(Try it)
Return only that part of the material below which starts with the line containing "Can you find the elephant?" and goes on through the line containing "Can you find the tree?", restated exactly.

(Extracted records)
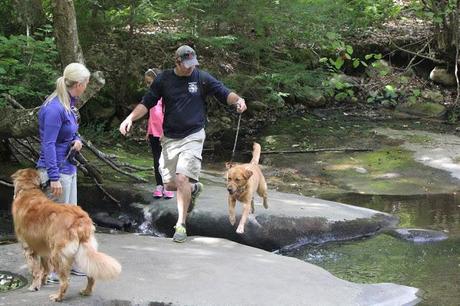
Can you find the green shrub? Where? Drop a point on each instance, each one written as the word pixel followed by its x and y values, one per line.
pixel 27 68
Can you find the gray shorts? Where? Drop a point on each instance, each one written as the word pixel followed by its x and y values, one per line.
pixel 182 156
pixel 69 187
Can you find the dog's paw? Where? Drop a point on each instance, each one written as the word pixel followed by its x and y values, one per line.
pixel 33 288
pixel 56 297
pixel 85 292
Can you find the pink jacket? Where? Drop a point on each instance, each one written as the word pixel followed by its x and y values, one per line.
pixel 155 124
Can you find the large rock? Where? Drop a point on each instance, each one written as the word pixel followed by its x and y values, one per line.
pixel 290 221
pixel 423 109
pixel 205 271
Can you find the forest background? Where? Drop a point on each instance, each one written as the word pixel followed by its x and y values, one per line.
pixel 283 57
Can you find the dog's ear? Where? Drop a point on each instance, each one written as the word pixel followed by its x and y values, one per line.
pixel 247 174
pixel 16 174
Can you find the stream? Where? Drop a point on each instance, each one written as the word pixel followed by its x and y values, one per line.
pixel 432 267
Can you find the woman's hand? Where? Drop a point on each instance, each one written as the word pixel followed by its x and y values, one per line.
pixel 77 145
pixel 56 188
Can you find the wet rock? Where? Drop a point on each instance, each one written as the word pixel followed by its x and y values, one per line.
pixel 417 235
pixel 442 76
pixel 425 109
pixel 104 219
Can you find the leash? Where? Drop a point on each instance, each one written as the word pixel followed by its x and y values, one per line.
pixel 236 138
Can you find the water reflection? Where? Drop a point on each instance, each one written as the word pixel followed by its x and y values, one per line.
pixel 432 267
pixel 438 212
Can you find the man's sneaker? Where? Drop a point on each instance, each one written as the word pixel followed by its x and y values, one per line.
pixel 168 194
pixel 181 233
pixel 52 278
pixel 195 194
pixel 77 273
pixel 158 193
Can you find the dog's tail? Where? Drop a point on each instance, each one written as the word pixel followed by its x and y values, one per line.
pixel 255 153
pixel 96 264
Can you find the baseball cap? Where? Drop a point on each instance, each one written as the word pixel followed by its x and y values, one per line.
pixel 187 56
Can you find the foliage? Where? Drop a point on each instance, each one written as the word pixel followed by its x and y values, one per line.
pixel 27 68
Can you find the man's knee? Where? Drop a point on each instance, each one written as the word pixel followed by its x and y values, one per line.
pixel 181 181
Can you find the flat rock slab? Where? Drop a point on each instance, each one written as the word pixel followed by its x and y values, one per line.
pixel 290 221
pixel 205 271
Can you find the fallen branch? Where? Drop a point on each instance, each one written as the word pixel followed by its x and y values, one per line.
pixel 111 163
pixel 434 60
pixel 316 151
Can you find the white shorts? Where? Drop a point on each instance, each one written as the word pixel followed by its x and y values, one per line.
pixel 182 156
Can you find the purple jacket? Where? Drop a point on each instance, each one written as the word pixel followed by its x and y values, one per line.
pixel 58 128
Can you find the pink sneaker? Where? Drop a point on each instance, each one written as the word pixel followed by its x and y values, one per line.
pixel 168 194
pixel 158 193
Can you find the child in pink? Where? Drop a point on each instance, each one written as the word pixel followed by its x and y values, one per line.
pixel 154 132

* * *

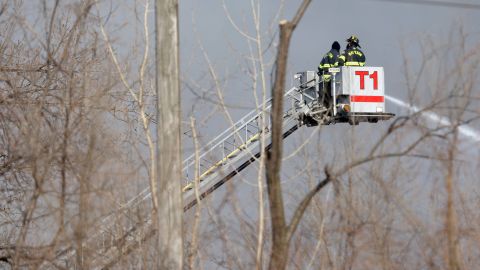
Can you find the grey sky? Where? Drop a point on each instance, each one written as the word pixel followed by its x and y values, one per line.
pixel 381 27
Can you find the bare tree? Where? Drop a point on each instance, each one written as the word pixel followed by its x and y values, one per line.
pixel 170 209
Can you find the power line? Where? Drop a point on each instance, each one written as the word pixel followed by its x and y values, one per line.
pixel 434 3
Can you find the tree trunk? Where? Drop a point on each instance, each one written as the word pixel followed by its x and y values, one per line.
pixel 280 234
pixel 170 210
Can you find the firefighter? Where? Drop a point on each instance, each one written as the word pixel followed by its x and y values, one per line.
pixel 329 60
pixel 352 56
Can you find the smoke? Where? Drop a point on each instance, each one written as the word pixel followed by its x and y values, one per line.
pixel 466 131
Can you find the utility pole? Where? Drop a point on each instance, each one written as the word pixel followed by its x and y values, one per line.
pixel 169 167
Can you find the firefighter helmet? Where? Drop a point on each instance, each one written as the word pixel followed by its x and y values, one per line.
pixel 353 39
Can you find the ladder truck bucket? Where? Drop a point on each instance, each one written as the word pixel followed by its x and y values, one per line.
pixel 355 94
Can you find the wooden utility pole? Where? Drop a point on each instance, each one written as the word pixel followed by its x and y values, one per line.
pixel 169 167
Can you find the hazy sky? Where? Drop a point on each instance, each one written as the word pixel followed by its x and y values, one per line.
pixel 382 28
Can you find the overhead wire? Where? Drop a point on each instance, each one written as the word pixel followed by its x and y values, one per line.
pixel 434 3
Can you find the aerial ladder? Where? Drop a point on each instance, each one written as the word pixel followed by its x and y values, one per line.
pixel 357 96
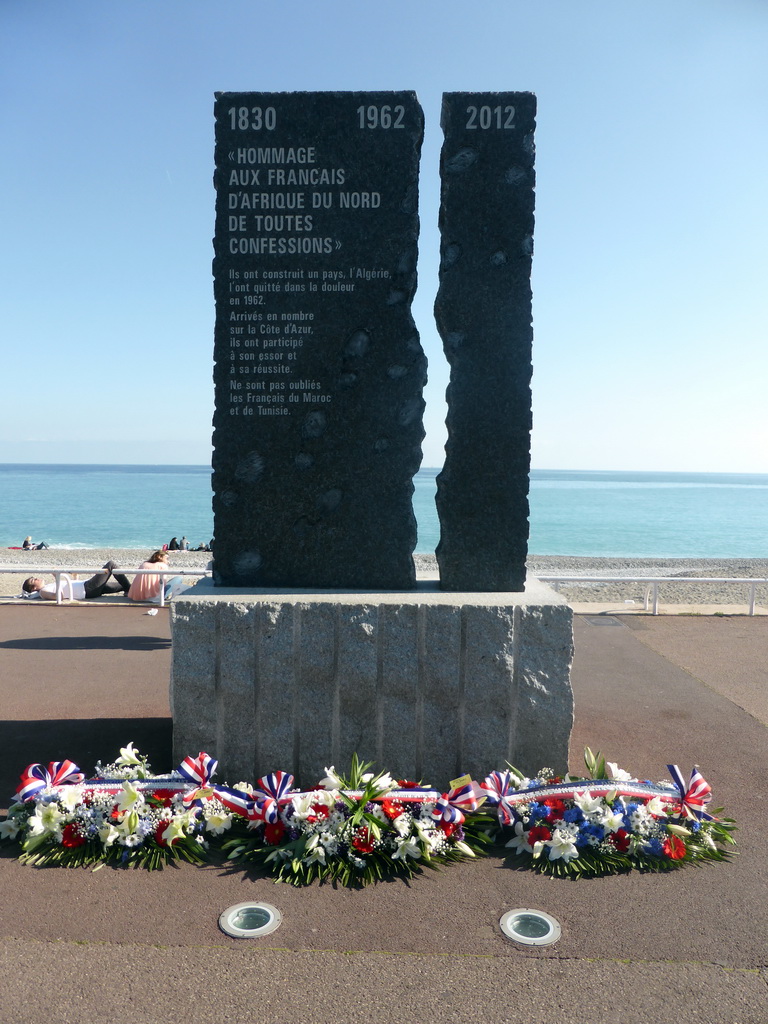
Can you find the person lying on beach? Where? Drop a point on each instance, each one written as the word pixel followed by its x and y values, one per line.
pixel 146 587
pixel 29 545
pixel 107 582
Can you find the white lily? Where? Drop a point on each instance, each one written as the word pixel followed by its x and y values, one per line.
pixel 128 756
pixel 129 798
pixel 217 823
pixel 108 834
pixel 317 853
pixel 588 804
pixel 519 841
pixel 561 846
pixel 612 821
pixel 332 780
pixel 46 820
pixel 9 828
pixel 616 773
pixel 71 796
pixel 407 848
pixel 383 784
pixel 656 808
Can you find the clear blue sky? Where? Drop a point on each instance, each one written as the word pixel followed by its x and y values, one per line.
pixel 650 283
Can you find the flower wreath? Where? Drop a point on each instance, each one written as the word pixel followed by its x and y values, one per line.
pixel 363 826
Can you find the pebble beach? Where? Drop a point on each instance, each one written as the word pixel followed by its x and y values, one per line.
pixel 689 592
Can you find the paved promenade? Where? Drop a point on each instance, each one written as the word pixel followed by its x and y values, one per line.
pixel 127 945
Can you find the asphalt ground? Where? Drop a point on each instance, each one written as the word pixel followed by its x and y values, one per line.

...

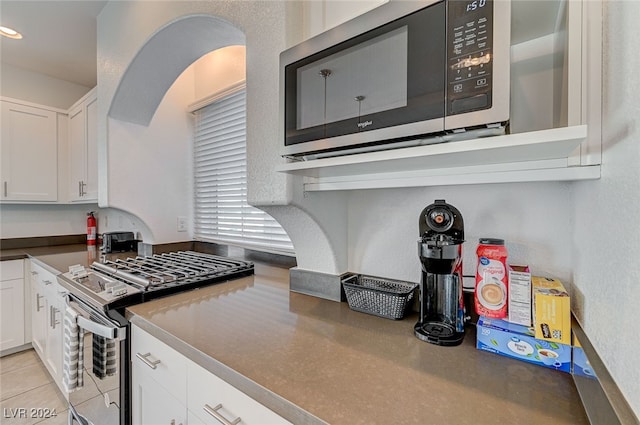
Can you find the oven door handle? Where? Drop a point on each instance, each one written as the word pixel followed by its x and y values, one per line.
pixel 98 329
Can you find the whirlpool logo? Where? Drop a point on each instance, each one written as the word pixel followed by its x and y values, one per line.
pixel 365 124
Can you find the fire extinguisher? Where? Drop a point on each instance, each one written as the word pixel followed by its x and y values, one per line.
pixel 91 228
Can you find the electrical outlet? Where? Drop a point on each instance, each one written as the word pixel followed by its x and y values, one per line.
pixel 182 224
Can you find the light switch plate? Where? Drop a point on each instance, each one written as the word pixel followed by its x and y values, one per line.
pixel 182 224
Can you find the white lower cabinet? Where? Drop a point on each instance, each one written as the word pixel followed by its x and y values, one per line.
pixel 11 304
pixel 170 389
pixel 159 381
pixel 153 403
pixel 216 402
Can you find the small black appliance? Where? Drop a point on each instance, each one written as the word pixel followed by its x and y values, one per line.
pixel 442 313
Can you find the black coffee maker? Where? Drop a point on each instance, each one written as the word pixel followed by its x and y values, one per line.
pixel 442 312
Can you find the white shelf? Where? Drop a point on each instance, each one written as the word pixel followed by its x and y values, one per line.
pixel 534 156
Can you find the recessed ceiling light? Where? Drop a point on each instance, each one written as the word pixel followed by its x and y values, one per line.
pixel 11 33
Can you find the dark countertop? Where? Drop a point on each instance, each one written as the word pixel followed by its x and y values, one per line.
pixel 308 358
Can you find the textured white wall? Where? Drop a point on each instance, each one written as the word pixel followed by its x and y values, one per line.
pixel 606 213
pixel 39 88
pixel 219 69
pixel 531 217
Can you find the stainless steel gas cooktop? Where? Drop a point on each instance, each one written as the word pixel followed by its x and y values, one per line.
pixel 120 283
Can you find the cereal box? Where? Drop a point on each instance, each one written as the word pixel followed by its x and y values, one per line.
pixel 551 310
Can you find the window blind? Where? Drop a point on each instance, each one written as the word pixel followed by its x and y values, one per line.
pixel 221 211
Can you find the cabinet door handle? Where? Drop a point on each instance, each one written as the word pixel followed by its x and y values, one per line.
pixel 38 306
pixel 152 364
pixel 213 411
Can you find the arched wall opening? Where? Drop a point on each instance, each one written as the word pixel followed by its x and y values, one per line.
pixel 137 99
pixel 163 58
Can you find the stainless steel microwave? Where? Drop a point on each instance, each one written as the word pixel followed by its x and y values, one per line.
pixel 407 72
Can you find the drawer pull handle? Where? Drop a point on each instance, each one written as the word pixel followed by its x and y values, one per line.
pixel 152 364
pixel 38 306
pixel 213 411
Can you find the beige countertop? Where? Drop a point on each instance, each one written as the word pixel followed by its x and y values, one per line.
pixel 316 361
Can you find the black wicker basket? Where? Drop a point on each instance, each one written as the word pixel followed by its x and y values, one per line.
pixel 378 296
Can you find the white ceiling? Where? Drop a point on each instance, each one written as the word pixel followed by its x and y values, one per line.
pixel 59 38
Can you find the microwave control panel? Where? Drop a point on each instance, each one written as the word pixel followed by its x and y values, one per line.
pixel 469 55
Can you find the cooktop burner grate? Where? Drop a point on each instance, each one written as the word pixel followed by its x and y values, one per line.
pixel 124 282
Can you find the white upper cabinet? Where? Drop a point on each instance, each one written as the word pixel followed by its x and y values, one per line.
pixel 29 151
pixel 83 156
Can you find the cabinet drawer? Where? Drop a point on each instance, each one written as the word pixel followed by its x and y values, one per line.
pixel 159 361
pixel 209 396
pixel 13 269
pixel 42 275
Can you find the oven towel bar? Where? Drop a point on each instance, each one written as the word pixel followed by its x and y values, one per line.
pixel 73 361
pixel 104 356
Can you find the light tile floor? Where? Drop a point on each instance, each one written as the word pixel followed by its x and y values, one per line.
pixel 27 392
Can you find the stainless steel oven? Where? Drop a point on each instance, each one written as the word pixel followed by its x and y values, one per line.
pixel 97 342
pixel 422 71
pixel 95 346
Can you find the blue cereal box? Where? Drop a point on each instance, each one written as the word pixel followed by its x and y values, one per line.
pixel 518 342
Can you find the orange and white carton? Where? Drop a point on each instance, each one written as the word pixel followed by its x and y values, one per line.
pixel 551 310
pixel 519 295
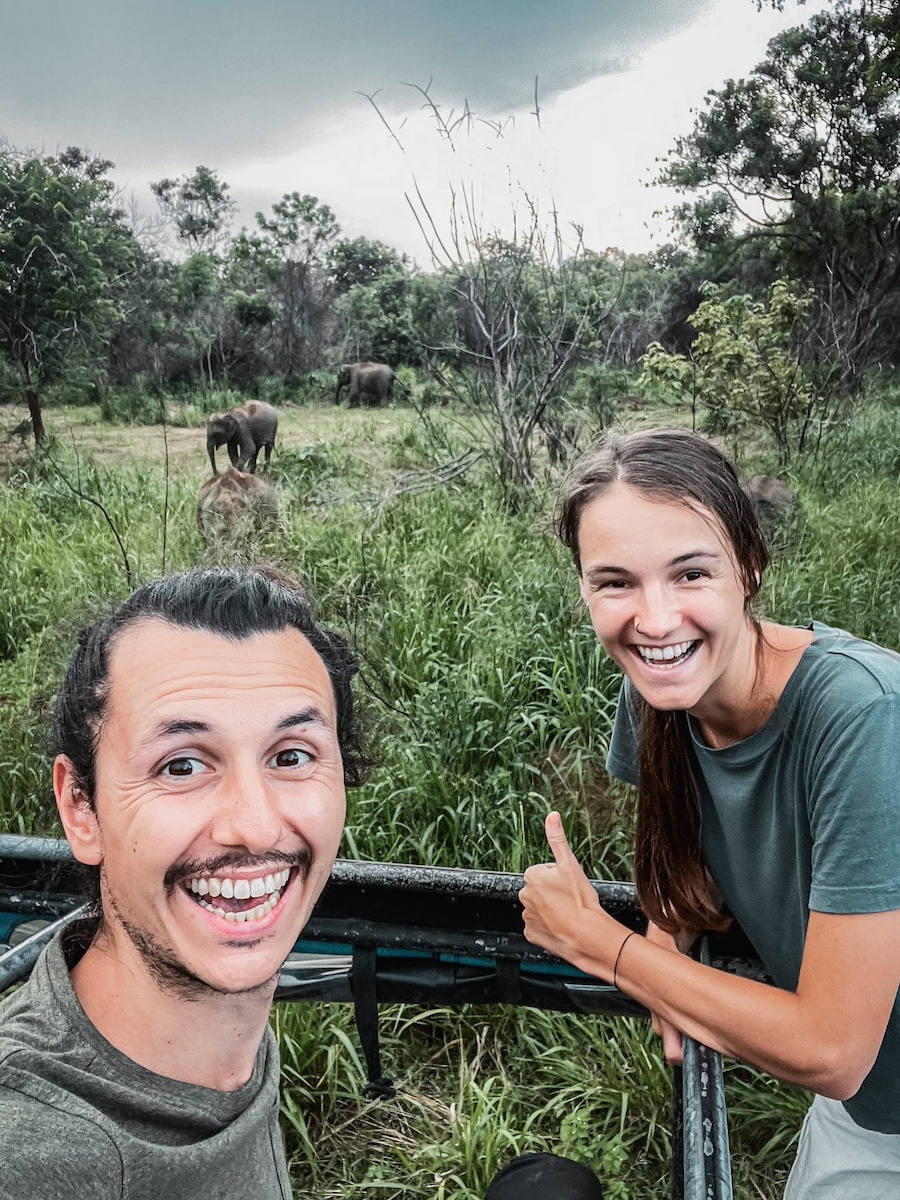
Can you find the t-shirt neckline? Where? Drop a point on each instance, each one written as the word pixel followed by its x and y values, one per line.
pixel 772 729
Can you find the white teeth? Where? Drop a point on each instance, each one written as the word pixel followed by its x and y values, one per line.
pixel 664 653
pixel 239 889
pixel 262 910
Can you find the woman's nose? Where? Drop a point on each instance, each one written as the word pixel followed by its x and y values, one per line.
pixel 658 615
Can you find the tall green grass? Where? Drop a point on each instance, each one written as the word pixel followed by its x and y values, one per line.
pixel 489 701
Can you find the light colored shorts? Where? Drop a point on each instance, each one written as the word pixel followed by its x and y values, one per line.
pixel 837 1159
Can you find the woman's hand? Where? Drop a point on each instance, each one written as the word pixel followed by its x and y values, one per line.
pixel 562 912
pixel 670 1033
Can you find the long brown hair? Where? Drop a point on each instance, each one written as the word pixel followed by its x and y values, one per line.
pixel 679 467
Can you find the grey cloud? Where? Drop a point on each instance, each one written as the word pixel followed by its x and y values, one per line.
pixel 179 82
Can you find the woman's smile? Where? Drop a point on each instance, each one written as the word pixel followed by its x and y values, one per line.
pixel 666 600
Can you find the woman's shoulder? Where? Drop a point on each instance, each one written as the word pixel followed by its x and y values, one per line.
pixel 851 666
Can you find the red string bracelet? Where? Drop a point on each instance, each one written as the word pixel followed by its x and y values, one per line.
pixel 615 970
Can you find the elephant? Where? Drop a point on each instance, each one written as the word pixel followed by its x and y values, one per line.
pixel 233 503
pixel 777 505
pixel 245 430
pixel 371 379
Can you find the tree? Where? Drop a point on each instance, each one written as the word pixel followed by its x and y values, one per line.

(Completed exercise)
Can you find the elephant? Where? Drop a point on each instance, each one written as the word pixel followed by its x and y values, one per line.
pixel 233 503
pixel 777 505
pixel 245 430
pixel 371 379
Can you find the tree? Where? Drop a point on each instance, each one written as the word pixel followed by its x and y values, one per line.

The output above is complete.